EXTRACTED MATERIAL |
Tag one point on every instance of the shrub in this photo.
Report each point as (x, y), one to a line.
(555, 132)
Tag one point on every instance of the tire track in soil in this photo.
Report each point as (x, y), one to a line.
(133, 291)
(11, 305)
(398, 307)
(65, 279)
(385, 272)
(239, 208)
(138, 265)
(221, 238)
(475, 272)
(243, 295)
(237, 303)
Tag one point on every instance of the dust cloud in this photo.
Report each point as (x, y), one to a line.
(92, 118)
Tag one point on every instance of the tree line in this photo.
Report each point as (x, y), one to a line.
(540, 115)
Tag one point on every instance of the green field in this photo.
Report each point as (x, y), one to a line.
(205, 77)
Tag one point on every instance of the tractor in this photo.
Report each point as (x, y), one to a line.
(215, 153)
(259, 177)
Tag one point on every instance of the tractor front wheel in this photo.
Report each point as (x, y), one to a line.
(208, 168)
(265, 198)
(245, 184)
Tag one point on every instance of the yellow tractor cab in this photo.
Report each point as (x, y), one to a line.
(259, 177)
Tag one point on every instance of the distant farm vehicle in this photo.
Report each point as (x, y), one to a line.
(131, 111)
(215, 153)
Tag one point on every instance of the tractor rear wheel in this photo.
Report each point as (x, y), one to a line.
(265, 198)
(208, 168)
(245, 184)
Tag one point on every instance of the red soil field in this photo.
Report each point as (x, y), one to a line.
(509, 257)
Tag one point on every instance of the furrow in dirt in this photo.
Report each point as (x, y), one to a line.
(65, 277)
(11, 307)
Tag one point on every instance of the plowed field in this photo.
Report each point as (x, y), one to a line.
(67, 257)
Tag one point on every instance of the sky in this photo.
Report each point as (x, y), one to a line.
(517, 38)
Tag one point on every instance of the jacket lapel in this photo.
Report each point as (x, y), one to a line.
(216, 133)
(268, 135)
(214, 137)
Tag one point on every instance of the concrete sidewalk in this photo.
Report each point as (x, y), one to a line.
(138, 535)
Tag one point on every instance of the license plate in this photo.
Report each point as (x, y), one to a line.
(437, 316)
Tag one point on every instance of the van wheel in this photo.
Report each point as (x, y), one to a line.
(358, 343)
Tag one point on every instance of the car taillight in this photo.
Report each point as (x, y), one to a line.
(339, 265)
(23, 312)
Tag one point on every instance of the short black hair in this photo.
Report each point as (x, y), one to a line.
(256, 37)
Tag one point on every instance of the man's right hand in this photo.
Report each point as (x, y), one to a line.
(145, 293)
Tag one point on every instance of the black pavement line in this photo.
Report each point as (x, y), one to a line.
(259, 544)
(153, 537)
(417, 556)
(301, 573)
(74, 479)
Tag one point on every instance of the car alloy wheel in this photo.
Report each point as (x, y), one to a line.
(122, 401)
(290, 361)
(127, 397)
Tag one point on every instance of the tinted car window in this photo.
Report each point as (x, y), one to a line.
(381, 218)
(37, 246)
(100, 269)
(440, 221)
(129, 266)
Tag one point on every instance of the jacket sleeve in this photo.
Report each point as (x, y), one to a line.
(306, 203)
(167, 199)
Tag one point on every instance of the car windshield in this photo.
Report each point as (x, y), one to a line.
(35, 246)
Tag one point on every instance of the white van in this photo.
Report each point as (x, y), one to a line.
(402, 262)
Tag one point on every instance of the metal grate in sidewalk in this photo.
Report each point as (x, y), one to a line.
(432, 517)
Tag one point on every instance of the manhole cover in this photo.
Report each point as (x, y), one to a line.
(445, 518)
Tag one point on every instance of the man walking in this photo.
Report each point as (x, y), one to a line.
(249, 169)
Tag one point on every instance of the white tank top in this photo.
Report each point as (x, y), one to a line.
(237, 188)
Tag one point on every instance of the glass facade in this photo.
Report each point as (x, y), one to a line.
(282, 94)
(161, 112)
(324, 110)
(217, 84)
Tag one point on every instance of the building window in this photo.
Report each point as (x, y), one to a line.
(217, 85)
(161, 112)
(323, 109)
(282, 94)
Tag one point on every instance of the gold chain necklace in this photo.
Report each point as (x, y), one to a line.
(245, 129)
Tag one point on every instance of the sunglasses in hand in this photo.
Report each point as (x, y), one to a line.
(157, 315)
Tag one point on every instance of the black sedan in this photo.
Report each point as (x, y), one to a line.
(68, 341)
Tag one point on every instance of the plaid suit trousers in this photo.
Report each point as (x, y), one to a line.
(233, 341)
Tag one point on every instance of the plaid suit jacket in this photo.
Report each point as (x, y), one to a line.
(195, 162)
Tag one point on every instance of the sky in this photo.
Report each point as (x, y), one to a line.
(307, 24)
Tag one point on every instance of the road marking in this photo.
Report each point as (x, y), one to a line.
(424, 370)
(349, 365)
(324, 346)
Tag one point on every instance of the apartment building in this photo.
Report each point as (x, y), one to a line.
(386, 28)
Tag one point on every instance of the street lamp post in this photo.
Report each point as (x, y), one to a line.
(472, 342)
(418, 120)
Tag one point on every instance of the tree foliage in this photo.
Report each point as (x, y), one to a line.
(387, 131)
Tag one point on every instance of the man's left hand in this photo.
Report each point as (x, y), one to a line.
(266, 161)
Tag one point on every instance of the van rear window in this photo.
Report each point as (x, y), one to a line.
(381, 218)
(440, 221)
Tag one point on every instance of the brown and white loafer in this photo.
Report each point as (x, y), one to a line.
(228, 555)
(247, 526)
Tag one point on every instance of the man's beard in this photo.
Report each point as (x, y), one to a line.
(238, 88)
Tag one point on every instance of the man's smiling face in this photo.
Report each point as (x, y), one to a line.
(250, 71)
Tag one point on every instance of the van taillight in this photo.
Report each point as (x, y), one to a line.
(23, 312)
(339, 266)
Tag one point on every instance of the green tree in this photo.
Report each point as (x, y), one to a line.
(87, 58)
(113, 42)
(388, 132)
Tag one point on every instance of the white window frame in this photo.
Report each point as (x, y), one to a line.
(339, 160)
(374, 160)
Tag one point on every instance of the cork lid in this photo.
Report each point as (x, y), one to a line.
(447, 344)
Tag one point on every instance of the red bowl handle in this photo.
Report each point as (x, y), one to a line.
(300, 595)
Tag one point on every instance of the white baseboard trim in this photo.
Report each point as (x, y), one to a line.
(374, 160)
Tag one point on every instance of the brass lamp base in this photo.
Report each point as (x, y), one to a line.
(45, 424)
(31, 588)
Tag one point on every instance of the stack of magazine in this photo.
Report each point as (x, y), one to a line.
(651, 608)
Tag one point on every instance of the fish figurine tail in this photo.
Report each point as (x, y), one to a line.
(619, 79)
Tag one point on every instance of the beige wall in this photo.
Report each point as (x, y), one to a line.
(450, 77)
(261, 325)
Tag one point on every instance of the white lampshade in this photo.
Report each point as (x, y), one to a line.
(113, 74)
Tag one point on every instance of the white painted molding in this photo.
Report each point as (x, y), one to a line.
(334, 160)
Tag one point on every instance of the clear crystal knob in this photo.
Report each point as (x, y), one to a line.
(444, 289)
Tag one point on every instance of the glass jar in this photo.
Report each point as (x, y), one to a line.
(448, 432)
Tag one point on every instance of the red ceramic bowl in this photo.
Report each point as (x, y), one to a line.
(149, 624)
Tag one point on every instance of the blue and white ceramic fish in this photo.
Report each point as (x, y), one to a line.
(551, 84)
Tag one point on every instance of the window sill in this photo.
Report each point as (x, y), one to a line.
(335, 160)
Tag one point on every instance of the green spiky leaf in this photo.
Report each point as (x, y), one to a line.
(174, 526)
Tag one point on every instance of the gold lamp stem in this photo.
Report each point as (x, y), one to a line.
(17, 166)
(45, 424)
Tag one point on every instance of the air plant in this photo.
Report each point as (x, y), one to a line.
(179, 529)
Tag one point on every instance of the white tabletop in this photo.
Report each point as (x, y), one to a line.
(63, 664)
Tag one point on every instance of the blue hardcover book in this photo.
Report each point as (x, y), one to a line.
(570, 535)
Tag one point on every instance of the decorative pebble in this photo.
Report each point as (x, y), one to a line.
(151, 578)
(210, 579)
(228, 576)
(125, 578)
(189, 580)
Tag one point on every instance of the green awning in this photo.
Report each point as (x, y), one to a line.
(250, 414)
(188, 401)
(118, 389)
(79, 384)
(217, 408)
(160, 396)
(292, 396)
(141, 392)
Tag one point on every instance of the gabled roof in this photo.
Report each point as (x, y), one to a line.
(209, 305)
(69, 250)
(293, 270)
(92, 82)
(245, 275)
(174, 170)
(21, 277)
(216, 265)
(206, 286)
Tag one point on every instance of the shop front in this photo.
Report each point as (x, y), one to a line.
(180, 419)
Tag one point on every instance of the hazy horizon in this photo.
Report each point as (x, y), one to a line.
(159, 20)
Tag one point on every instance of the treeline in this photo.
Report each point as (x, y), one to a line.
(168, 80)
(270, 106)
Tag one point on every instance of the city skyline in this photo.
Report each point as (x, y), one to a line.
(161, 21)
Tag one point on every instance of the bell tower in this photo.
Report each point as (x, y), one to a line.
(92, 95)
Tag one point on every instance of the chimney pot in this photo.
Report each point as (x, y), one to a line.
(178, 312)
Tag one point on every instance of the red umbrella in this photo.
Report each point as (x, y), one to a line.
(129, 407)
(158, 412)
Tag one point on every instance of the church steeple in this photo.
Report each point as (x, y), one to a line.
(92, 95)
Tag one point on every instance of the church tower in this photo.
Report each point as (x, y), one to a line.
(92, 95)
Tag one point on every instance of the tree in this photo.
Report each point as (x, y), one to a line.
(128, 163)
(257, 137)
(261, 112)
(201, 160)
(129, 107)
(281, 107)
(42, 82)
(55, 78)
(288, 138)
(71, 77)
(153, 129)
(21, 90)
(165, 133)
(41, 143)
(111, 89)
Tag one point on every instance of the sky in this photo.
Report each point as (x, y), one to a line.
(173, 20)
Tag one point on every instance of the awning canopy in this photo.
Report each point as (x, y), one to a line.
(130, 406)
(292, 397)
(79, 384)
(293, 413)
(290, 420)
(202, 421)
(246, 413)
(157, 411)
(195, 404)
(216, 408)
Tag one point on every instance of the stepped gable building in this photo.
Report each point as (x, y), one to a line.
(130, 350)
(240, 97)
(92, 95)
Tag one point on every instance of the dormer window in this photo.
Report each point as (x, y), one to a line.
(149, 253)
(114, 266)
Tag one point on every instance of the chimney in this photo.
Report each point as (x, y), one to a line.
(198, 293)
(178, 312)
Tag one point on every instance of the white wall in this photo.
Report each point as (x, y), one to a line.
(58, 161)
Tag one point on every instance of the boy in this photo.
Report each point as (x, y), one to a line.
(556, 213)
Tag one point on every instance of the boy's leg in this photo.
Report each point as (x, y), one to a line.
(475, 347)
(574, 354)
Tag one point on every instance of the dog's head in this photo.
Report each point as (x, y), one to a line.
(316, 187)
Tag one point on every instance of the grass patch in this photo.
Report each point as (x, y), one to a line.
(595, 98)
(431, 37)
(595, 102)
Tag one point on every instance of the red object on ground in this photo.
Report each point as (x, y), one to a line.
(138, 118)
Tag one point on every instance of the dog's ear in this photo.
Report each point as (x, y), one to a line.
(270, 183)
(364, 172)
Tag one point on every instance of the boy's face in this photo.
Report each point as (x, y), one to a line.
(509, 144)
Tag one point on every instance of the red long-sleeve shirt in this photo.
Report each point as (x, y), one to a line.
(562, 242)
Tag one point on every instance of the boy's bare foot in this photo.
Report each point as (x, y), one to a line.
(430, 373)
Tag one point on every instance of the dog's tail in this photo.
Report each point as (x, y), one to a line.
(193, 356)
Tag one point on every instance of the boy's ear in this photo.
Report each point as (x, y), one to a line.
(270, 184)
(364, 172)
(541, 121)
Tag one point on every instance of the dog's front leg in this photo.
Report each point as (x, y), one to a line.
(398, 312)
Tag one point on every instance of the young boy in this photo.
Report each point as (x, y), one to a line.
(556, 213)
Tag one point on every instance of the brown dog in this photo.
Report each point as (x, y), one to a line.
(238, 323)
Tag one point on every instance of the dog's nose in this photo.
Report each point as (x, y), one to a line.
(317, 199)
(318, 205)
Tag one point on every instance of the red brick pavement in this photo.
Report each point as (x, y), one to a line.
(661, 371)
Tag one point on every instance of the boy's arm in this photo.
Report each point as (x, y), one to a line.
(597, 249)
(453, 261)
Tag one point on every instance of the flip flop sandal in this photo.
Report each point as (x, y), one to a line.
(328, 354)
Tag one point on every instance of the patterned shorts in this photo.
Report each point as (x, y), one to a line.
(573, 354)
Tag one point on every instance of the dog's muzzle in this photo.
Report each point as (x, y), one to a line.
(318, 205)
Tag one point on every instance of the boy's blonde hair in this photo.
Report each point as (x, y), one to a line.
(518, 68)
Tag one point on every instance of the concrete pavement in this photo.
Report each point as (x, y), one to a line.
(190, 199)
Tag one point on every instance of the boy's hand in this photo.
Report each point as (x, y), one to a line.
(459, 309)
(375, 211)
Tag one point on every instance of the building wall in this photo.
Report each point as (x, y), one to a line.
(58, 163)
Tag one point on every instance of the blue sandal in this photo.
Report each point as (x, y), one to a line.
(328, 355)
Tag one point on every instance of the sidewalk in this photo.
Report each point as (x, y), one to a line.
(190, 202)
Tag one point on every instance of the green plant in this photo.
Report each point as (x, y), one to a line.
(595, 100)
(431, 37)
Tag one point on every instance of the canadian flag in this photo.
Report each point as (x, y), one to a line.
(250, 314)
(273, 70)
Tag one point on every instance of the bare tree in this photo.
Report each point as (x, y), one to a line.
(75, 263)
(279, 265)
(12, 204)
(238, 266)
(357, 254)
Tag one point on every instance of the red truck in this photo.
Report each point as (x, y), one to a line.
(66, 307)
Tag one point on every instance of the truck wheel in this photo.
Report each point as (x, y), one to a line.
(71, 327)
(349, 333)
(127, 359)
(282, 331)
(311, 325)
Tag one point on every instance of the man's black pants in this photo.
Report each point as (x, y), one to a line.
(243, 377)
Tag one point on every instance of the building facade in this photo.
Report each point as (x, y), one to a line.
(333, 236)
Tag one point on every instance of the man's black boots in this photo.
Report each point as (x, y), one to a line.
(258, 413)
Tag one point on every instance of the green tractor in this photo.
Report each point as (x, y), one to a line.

WHAT THE TASK REQUIRES |
For this exercise, output exactly the lines above from the line with "Tag one point on every instance of the window" to the line with "Tag one point on every instance of the air", counting both, and leave out the rest.

RESULT FOR THIS TASK |
Tag one point on every instance of the window sill in this photo.
Report each point as (x, y), one to a line.
(335, 160)
Tag one point on every instance of the green spiky leaf in this photo.
Report each point as (x, y), one to a line.
(174, 526)
Tag one point on every instance of the gold lamp stem in this photo.
Report each point as (x, y), one to a line.
(17, 166)
(45, 424)
Tag one point on every instance of the air plant in this photo.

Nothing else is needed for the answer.